TASK: Turn the paragraph of the article about LUNAFEST that begins "Advocate Safehouse Project provides services" into a short bulleted list that keeps its main facts.

[DOCUMENT EXCERPT Boundary: Start]

For more then a decade, the Advocate Safehouse Project has been bringing the LUNAFEST to Glenwood Springs and the lower Roaring Fork Valley.
“I think it’s really great bringing in the festival, giving that extra element of experience that is not necessarily mainstream,” Community Education Advocate Sarah Buckley said. “They make you think, pulling on an element of something in you.”
Featuring short films, made by, for and about women, the film festival, which was started by the makers of the Luna Bar in 2000, celebrates and showcases women in film.
The first all-women’s film festival travels to 175 cities across the nation, and has been coming to Glenwood Springs for the last 11 years.
Evolving over the years, the festival was originally tied to the breast cancer fund. For the second year, LUNAFEST has partnered with Chicken and Egg Picture, a nonprofit organization which provides mentorship and financial support to female nonfiction filmmakers.
Buckley says organizers started bringing the event to the Valley to help raise money for the Advocate Safehouse Project, and also to bring more arts to the Western Slope.
“The idea of is to have this festival that focuses on the underdog or minority, and that’s also very focused on our movement of trying to help people move forward and feel empowered as well,” Buckley said.
Advocate Safehouse Project provides services to survivors of domestic violence and sexual assault in Garfield County. The nonprofit organization works to empower and improve survivors lives, through safe housing and education.
“We view it as an everyone issue, because it can happen to everyone and everybody is touched by it in some way,” Buckley added.

[DOCUMENT EXCERPT Boundary: End]
[DATA LISTING Boundary: Start]

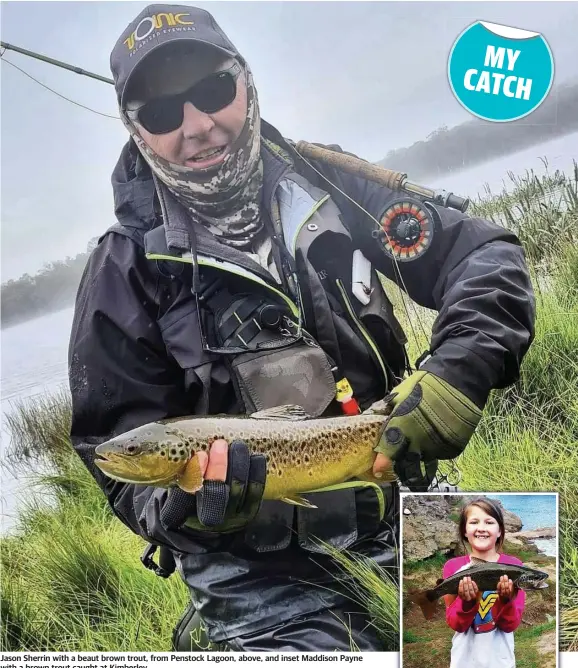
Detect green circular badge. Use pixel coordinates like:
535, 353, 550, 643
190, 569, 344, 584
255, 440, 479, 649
448, 21, 554, 122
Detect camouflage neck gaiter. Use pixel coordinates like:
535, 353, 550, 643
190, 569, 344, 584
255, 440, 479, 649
121, 66, 263, 248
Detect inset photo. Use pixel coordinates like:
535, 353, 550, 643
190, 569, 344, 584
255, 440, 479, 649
401, 492, 558, 668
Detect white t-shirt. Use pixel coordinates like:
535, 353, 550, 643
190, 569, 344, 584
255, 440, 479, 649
450, 564, 516, 668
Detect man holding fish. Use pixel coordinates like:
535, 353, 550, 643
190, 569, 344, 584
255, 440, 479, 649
70, 4, 534, 651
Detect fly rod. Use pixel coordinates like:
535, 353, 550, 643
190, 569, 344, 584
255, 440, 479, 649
0, 42, 114, 84
0, 42, 470, 213
295, 141, 470, 213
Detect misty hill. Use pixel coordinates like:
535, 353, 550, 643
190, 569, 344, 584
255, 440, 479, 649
377, 82, 578, 181
0, 253, 89, 329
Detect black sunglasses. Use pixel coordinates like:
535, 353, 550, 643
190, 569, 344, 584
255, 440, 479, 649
126, 63, 241, 135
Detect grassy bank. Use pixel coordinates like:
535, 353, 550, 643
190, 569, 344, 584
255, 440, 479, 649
0, 167, 578, 652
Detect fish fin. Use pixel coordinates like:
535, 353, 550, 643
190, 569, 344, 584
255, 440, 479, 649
280, 494, 317, 508
409, 589, 438, 619
470, 555, 494, 566
306, 480, 385, 521
177, 455, 203, 494
249, 404, 313, 421
357, 469, 397, 484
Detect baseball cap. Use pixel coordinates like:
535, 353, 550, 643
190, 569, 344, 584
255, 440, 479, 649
110, 4, 240, 108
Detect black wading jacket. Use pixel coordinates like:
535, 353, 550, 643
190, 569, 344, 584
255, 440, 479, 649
69, 122, 534, 553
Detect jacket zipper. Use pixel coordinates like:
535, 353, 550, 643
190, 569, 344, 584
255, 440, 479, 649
146, 253, 299, 317
335, 278, 389, 396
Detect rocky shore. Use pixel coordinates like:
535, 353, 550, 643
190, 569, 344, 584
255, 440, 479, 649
403, 495, 556, 561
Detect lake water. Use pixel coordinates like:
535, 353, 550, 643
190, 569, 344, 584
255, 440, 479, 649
488, 490, 558, 557
0, 133, 578, 531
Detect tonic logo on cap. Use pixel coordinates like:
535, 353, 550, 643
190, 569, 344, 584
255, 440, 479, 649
124, 12, 195, 51
448, 21, 554, 122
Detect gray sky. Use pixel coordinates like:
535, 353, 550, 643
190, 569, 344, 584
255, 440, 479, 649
0, 1, 578, 281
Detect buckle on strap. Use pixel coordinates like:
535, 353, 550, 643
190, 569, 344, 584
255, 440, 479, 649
140, 544, 176, 578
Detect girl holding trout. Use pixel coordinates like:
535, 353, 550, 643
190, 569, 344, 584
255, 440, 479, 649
443, 498, 526, 668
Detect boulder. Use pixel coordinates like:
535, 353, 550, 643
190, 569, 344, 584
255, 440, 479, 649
403, 496, 458, 561
507, 527, 556, 540
403, 495, 524, 560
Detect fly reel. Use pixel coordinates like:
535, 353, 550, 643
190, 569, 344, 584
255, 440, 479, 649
372, 197, 435, 262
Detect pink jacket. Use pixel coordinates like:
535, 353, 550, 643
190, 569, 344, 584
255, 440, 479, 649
443, 554, 526, 633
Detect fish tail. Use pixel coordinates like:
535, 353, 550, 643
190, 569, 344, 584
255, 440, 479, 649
409, 589, 438, 619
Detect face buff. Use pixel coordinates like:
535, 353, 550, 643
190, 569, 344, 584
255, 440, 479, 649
121, 65, 263, 249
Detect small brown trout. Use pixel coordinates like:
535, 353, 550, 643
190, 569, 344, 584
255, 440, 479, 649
409, 557, 548, 619
95, 402, 394, 515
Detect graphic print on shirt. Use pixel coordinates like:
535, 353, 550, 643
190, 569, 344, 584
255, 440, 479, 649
472, 591, 498, 633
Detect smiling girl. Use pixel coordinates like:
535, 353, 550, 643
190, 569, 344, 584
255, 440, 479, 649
443, 498, 526, 668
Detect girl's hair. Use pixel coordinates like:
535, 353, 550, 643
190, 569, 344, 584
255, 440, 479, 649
458, 496, 506, 550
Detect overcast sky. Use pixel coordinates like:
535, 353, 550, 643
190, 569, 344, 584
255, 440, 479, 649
0, 2, 578, 281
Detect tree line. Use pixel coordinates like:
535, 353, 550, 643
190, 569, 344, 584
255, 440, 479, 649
378, 82, 578, 181
1, 83, 578, 327
0, 253, 89, 328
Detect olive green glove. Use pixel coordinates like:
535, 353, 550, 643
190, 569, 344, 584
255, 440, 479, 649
375, 371, 482, 470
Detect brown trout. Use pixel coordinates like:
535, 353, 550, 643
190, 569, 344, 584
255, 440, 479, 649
409, 557, 548, 619
95, 406, 393, 515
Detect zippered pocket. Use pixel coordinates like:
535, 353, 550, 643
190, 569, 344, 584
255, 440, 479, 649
335, 279, 389, 396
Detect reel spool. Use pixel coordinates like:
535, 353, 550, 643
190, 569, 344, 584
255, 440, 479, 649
372, 197, 434, 262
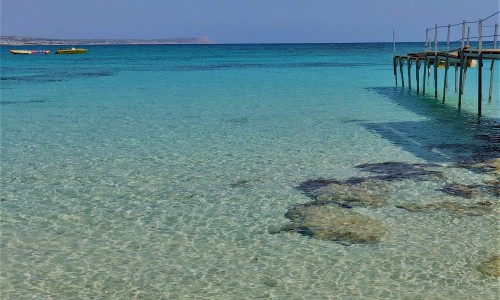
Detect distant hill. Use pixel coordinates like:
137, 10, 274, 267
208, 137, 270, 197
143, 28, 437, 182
0, 36, 215, 46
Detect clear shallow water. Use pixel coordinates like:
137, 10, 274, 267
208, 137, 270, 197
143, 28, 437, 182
0, 44, 500, 299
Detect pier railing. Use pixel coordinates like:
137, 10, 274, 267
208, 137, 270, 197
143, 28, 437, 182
393, 11, 500, 115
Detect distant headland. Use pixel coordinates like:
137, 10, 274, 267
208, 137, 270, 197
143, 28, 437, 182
0, 36, 215, 46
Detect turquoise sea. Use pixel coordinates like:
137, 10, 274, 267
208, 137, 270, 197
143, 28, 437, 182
0, 43, 500, 299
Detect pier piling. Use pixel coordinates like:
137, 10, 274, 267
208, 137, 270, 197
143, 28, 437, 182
393, 11, 500, 116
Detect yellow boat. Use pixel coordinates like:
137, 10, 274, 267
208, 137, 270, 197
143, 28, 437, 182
56, 48, 88, 54
9, 50, 50, 54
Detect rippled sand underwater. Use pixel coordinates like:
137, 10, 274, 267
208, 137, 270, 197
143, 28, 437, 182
0, 44, 500, 299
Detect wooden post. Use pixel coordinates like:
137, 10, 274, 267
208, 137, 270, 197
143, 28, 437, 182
392, 29, 398, 86
488, 23, 498, 103
422, 52, 428, 95
434, 24, 439, 98
399, 56, 405, 87
392, 56, 398, 86
415, 57, 420, 94
467, 26, 470, 47
458, 20, 465, 110
443, 24, 451, 103
406, 56, 411, 91
477, 19, 483, 116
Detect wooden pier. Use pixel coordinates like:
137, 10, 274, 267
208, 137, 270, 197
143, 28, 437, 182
393, 11, 500, 116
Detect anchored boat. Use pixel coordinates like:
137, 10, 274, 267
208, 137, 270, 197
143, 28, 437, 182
9, 50, 50, 54
56, 48, 88, 54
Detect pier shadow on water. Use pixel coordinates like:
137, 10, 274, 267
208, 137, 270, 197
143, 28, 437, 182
359, 87, 500, 163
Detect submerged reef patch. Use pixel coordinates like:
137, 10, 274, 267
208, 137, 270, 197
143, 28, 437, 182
477, 255, 500, 277
396, 201, 493, 216
283, 203, 387, 244
311, 179, 393, 208
439, 180, 500, 199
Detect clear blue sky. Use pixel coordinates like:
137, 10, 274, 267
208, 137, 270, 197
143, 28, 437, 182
0, 0, 499, 43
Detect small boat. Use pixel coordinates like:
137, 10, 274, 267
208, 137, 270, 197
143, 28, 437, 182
56, 48, 88, 54
9, 50, 50, 54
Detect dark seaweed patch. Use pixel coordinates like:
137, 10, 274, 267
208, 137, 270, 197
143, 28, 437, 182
297, 178, 341, 197
356, 162, 442, 181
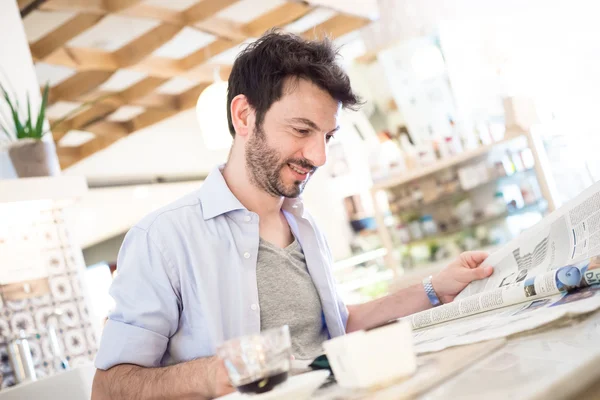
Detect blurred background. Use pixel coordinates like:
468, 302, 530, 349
0, 0, 600, 387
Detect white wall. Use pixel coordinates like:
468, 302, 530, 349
0, 0, 41, 179
67, 182, 201, 248
64, 109, 228, 178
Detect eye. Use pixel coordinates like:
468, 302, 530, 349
294, 128, 310, 135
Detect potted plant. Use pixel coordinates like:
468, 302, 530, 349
0, 77, 60, 178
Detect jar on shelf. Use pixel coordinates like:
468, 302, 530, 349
421, 215, 437, 236
408, 219, 423, 240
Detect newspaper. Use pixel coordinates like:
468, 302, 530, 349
457, 182, 600, 300
413, 285, 600, 354
406, 183, 600, 351
409, 264, 600, 329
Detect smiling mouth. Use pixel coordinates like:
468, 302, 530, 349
288, 163, 312, 175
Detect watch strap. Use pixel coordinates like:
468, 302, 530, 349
423, 275, 442, 307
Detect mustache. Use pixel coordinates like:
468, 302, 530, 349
286, 158, 317, 173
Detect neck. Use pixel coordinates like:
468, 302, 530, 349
223, 149, 284, 218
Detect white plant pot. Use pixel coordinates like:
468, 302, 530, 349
8, 139, 60, 178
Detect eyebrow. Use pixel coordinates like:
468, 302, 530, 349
290, 118, 340, 132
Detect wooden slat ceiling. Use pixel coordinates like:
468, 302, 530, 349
24, 0, 370, 168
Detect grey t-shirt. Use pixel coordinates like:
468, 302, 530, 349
256, 238, 328, 360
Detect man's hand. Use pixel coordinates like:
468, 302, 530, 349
431, 251, 494, 304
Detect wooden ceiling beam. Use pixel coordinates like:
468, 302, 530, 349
302, 14, 371, 39
44, 47, 119, 72
52, 77, 166, 141
48, 71, 113, 104
45, 0, 370, 168
113, 24, 181, 67
57, 83, 209, 169
119, 3, 186, 26
31, 13, 104, 60
129, 93, 179, 110
243, 2, 312, 37
179, 38, 242, 71
177, 83, 210, 111
40, 0, 107, 14
183, 0, 239, 25
194, 17, 250, 41
124, 108, 179, 133
104, 0, 141, 13
181, 2, 311, 70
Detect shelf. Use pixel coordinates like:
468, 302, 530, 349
0, 175, 88, 203
394, 168, 535, 212
401, 200, 544, 246
372, 132, 523, 191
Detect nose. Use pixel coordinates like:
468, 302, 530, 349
303, 135, 327, 168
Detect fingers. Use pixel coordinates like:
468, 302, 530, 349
469, 267, 494, 281
460, 251, 488, 268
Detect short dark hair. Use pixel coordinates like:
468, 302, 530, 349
227, 30, 361, 137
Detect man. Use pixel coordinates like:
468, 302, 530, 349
93, 32, 491, 399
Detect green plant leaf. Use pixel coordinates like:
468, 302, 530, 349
25, 93, 36, 138
35, 83, 50, 138
0, 85, 27, 139
0, 119, 13, 140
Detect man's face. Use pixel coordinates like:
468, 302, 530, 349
245, 79, 340, 197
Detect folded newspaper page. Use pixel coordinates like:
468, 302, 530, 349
413, 285, 600, 354
457, 182, 600, 300
408, 258, 600, 329
407, 182, 600, 329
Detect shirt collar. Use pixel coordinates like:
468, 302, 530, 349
200, 165, 304, 220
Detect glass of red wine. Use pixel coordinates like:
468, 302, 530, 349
217, 325, 292, 394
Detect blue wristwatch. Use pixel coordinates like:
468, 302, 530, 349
423, 275, 442, 307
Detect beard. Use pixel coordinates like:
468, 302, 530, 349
245, 126, 317, 198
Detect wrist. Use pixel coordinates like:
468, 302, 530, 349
422, 275, 442, 307
192, 357, 220, 399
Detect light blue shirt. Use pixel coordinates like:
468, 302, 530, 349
96, 168, 348, 369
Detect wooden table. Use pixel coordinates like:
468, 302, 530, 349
314, 312, 600, 400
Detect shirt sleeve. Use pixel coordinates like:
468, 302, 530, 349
95, 227, 181, 370
321, 227, 350, 329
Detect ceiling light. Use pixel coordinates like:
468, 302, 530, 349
196, 71, 232, 150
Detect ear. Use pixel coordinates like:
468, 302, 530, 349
231, 94, 253, 136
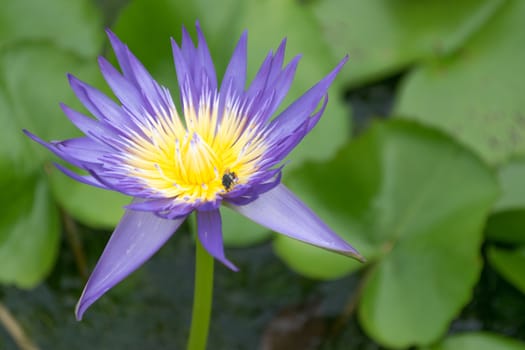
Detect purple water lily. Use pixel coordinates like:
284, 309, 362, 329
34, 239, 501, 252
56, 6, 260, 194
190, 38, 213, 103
26, 24, 361, 319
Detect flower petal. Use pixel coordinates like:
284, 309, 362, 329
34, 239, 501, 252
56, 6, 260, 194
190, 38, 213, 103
270, 56, 348, 140
75, 205, 185, 320
228, 184, 364, 261
197, 209, 239, 271
220, 32, 248, 95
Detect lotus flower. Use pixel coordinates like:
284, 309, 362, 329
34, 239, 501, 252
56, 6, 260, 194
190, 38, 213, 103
25, 23, 361, 320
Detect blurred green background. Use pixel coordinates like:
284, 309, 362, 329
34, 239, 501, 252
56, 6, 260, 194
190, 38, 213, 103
0, 0, 525, 350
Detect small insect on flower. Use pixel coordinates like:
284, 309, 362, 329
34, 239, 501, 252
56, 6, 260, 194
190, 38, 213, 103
25, 23, 363, 319
222, 169, 239, 191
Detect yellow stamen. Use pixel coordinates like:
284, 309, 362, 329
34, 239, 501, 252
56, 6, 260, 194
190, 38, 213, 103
124, 95, 266, 202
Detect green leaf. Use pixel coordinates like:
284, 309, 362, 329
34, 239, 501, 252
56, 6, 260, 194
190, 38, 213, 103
485, 157, 525, 244
48, 168, 131, 229
275, 120, 497, 347
494, 157, 525, 211
430, 332, 525, 350
0, 43, 127, 227
114, 0, 350, 246
485, 209, 525, 244
395, 0, 525, 163
0, 0, 104, 56
0, 177, 60, 288
312, 0, 504, 86
485, 157, 525, 244
488, 246, 525, 293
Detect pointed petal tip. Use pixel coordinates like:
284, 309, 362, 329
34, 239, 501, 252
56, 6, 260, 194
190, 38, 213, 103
339, 248, 367, 264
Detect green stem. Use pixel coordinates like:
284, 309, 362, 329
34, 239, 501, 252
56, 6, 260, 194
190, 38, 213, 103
188, 238, 213, 350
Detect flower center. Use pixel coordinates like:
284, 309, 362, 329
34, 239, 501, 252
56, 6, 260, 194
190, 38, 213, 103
123, 93, 266, 202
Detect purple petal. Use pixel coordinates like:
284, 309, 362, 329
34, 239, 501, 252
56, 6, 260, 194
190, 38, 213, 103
221, 32, 248, 95
54, 163, 112, 190
171, 38, 197, 106
106, 29, 138, 84
194, 22, 217, 91
98, 57, 145, 115
60, 103, 117, 144
75, 205, 184, 320
197, 209, 239, 271
270, 56, 348, 139
229, 184, 364, 261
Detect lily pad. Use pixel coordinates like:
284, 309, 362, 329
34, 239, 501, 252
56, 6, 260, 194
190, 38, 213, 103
114, 0, 350, 246
494, 157, 525, 212
275, 120, 498, 347
0, 0, 104, 56
395, 0, 525, 164
311, 0, 504, 86
488, 246, 525, 293
0, 43, 127, 227
48, 168, 131, 229
0, 177, 60, 288
431, 332, 525, 350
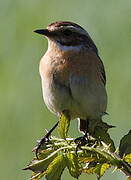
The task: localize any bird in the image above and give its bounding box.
[34,21,107,155]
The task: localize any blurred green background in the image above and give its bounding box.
[0,0,131,180]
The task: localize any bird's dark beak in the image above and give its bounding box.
[34,29,50,36]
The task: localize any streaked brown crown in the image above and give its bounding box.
[47,21,98,55]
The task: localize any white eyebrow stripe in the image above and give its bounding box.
[51,26,89,36]
[56,42,83,51]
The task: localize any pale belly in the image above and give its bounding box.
[42,75,107,119]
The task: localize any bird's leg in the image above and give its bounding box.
[35,121,59,159]
[75,119,89,153]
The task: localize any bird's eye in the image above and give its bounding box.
[63,29,72,36]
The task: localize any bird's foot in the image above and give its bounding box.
[74,134,88,154]
[35,121,59,159]
[35,133,51,159]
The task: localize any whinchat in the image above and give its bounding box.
[35,21,107,139]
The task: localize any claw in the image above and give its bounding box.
[74,134,88,155]
[35,121,59,159]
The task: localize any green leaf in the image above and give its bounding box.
[83,163,110,179]
[46,155,66,180]
[58,114,70,139]
[124,154,131,163]
[119,130,131,158]
[66,153,82,178]
[23,152,57,172]
[94,122,115,152]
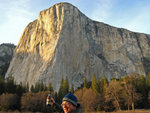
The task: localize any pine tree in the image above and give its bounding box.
[48,83,54,92]
[91,75,98,93]
[100,77,108,94]
[58,77,64,103]
[30,85,35,92]
[63,76,69,95]
[146,73,150,91]
[83,77,87,88]
[0,76,5,94]
[70,84,74,93]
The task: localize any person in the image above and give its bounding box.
[47,93,82,113]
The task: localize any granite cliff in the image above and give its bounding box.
[5,3,150,90]
[0,43,16,77]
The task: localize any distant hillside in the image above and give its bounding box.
[0,43,16,77]
[5,3,150,90]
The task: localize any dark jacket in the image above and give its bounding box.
[53,103,82,113]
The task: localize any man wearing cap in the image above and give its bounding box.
[47,93,82,113]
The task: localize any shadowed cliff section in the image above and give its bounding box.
[6,3,150,90]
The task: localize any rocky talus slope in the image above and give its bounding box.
[6,3,150,90]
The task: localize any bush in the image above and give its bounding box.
[21,91,52,113]
[0,94,19,111]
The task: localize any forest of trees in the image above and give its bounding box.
[0,73,150,113]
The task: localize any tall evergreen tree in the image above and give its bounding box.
[83,77,87,88]
[100,77,108,94]
[63,76,69,95]
[91,75,98,93]
[146,73,150,91]
[5,76,16,93]
[58,77,64,103]
[48,82,54,92]
[0,76,5,94]
[70,84,74,93]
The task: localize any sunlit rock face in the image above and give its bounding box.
[6,3,150,90]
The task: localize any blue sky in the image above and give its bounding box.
[0,0,150,45]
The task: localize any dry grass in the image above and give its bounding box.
[0,110,150,113]
[84,110,150,113]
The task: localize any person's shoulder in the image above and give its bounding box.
[75,104,82,113]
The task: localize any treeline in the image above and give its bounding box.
[0,73,150,113]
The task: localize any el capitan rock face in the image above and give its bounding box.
[6,3,150,90]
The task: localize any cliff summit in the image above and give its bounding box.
[5,3,150,90]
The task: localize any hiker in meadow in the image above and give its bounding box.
[46,93,82,113]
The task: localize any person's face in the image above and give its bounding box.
[61,101,76,113]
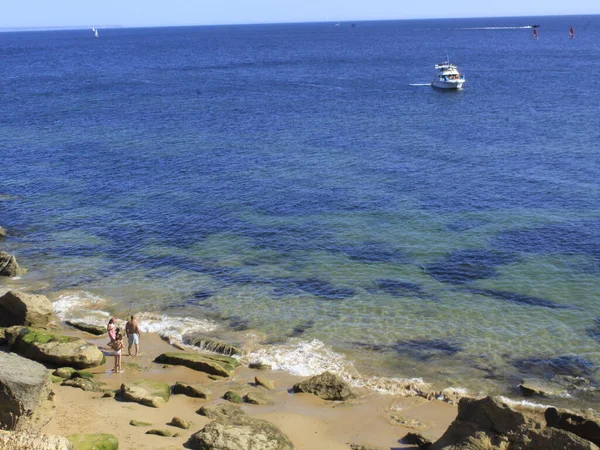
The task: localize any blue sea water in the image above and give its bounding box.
[0,16,600,404]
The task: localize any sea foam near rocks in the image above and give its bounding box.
[245,339,428,395]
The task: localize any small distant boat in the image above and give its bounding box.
[431,58,465,89]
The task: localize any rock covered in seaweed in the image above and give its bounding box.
[154,352,240,377]
[0,252,23,277]
[429,397,598,450]
[188,414,294,450]
[0,352,51,432]
[5,327,105,369]
[293,372,356,401]
[0,430,77,450]
[0,290,54,327]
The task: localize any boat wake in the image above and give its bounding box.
[455,25,535,30]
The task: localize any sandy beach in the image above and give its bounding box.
[42,331,456,450]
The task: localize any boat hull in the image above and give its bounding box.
[431,80,465,90]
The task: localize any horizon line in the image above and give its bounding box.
[0,13,600,32]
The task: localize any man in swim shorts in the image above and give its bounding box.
[125,315,140,356]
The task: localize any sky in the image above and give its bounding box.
[0,0,600,28]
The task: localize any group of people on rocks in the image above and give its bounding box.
[106,315,140,373]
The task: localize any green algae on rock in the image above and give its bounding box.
[67,433,119,450]
[154,352,240,377]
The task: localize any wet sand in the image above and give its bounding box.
[42,330,456,450]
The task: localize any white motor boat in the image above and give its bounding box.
[431,60,465,89]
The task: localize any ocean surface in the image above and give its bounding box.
[0,16,600,406]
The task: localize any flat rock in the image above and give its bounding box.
[121,380,171,408]
[197,403,244,419]
[66,320,107,336]
[254,377,275,390]
[173,381,212,399]
[293,372,356,400]
[60,378,105,392]
[154,352,240,377]
[67,433,119,450]
[188,415,294,450]
[129,420,152,427]
[146,429,173,437]
[244,392,274,405]
[169,417,192,430]
[0,352,52,431]
[0,292,54,327]
[0,430,77,450]
[6,327,105,369]
[0,252,23,277]
[223,391,244,403]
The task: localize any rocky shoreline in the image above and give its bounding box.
[0,228,600,450]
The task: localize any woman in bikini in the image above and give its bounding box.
[112,328,125,373]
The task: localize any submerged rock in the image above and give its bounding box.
[429,397,598,450]
[188,415,294,450]
[6,327,105,369]
[0,430,77,450]
[121,380,171,408]
[254,377,275,390]
[183,333,242,356]
[0,292,54,327]
[0,352,51,431]
[67,433,119,450]
[544,408,600,445]
[293,372,356,400]
[519,378,567,397]
[173,381,212,399]
[0,252,23,277]
[154,352,240,377]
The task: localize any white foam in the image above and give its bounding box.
[52,291,217,340]
[244,339,427,395]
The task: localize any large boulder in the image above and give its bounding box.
[67,320,107,336]
[5,327,105,369]
[544,408,600,445]
[293,372,356,400]
[67,433,119,450]
[0,252,23,277]
[188,414,294,450]
[0,430,77,450]
[0,291,54,327]
[154,352,240,377]
[429,397,598,450]
[121,380,171,408]
[173,381,212,399]
[0,352,52,430]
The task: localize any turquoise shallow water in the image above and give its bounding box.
[0,16,600,405]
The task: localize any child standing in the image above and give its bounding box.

[DATA LISTING Boundary: End]

WRITTEN RESPONSE:
- Advocate Safehouse Project is a nonprofit organization.
- It serves survivors of domestic violence and sexual assault in Garfield County.
- It works to empower survivors and improve their lives through safe housing and education.